*Task objective*. From the entries below, count the lines holding the word "coat" and give nothing but the number.

(Available records begins)

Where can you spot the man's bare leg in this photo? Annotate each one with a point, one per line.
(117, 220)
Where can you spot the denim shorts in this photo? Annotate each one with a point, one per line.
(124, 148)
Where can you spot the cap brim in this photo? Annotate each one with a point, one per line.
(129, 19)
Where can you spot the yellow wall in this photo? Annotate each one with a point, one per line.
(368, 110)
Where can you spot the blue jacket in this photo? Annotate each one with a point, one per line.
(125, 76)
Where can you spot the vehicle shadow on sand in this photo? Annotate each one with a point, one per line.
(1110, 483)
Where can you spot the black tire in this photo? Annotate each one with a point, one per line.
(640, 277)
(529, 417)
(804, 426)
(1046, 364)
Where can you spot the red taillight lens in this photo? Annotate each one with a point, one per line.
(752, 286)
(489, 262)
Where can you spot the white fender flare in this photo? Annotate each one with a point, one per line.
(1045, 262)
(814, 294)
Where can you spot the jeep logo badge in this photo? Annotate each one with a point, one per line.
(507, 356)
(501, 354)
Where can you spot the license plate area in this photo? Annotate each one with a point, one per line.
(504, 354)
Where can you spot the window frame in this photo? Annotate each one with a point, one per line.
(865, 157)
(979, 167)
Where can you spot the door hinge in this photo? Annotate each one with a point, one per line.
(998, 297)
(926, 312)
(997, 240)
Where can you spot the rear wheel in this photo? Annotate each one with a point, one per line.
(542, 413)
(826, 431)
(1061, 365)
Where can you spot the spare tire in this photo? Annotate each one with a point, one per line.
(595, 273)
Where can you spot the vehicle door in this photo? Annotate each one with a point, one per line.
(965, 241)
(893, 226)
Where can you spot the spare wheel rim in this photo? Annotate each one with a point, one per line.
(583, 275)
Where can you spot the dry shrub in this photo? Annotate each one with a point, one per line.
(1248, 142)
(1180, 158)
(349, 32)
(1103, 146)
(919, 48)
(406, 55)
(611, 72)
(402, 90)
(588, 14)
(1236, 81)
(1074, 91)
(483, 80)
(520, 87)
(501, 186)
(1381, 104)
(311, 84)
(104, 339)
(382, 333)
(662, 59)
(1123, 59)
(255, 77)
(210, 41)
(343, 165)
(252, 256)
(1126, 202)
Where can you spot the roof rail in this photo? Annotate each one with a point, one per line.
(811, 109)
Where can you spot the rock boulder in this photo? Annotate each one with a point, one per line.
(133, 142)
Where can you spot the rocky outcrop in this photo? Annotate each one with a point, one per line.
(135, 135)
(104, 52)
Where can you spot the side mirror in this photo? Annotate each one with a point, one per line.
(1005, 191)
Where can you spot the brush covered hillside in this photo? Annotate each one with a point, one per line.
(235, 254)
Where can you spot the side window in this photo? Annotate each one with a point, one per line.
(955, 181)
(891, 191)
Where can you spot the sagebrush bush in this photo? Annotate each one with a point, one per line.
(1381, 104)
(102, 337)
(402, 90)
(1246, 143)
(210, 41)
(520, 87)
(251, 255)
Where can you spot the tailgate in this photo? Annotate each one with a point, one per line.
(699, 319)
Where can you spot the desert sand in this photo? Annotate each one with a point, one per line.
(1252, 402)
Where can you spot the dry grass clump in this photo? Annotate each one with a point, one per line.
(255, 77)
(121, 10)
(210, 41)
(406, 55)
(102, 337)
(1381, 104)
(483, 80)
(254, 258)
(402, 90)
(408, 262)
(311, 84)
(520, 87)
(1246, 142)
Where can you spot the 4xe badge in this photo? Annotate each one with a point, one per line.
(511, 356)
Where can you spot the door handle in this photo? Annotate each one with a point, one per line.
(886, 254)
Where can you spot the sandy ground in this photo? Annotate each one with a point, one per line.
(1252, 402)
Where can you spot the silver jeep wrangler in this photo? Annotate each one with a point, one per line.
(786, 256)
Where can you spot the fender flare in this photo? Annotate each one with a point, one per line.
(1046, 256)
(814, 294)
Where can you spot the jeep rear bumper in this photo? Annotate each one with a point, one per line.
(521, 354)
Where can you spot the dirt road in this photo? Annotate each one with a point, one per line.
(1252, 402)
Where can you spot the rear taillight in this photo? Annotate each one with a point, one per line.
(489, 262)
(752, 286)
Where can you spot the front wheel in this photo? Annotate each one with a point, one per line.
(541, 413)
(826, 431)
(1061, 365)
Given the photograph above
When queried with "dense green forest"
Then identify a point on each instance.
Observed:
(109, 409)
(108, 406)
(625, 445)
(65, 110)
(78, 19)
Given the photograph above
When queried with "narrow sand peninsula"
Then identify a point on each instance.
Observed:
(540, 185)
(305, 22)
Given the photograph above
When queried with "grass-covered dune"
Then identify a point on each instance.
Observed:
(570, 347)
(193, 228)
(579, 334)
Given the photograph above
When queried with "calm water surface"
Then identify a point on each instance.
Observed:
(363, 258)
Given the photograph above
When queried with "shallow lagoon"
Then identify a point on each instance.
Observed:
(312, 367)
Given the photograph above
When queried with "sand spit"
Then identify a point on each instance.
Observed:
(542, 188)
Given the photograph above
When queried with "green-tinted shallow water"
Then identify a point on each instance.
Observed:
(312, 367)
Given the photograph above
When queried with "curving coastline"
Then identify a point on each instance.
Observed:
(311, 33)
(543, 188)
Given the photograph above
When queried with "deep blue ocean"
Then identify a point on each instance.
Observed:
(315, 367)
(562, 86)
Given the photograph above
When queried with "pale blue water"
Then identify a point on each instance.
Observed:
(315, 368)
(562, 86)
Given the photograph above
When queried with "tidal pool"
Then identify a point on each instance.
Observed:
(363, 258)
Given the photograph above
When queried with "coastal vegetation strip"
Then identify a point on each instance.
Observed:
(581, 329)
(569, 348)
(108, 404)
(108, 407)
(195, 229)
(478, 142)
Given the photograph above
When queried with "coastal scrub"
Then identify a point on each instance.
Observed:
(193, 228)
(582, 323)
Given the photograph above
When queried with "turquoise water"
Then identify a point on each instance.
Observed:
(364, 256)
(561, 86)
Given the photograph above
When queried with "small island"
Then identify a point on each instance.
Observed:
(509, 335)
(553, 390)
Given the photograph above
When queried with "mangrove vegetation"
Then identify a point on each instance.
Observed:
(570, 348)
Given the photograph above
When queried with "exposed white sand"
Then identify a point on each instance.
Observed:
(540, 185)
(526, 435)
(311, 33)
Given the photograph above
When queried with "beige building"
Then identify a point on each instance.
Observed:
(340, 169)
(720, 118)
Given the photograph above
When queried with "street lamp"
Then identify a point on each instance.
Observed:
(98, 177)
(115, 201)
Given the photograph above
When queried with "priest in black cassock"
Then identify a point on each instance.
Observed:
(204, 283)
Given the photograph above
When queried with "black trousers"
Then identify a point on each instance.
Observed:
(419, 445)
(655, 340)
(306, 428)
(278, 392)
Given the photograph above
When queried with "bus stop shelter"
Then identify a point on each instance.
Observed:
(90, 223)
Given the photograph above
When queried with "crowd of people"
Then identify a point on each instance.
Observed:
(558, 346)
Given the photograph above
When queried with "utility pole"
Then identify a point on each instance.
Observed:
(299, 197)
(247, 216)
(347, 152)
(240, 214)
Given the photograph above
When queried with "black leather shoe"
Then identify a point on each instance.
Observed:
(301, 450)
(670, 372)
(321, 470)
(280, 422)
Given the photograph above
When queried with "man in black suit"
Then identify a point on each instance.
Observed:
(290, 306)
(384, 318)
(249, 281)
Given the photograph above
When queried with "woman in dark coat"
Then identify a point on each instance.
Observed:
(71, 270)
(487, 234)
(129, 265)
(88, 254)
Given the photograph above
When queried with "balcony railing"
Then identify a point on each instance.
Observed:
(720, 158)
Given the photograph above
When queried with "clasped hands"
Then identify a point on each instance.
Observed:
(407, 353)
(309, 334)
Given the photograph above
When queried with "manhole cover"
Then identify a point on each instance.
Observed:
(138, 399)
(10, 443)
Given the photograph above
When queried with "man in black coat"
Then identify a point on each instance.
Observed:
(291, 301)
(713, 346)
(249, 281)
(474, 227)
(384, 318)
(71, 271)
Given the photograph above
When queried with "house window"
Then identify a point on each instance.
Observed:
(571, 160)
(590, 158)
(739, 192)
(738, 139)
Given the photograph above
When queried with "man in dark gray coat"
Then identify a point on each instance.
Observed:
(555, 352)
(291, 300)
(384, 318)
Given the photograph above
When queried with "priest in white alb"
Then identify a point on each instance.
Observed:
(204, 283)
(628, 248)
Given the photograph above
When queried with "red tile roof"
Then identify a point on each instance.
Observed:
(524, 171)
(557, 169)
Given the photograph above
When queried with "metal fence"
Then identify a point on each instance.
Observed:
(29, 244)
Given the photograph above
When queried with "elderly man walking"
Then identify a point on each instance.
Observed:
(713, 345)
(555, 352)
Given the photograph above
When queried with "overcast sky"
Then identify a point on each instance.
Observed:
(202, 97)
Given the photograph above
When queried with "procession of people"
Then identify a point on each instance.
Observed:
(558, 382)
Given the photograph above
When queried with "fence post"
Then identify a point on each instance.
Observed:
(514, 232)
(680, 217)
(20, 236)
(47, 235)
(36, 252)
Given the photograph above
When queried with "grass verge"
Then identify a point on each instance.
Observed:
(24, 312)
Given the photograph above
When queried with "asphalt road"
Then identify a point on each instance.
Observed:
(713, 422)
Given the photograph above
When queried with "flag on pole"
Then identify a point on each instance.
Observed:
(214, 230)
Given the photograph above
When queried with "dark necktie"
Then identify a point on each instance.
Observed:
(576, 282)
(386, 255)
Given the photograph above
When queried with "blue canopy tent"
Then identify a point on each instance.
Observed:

(Available records ends)

*Written solution*. 3